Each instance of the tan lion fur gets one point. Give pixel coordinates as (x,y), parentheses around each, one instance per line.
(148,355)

--

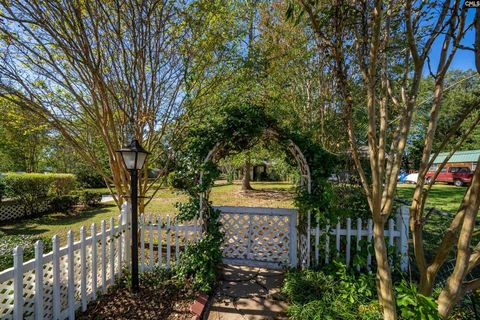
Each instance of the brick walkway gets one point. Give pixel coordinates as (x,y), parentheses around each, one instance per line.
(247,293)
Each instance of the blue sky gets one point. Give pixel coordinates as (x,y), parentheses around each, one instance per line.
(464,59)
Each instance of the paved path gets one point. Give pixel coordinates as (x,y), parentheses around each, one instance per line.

==

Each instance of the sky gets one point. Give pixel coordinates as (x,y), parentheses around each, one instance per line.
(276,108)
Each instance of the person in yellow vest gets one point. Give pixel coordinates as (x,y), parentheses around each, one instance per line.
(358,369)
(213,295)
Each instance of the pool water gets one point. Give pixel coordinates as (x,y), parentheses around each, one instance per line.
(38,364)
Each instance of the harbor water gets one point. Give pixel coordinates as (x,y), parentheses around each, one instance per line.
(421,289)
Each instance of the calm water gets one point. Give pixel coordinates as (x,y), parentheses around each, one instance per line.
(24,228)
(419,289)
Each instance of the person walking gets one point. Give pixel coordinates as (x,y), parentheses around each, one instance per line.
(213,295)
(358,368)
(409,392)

# PROBLEM DESCRIPTION
The listing above holds a line with "Each instance of the brick" and a line with "Each instance of the paved". Print the stretch from the first through the second, exactly and alone.

# FINISHED TASK
Each instance of the brick walkway gets one point. Give pixel coordinates as (x,y), parentheses around each, one instance per line.
(247,293)
Each instance of the blue sky gets one point. Give pixel coordinates as (x,y), parentheses around each, one instance per line.
(464,59)
Each instance of the paved path gets one point. Give pixel coordinates as (x,y), parentheses around each, one instance per line.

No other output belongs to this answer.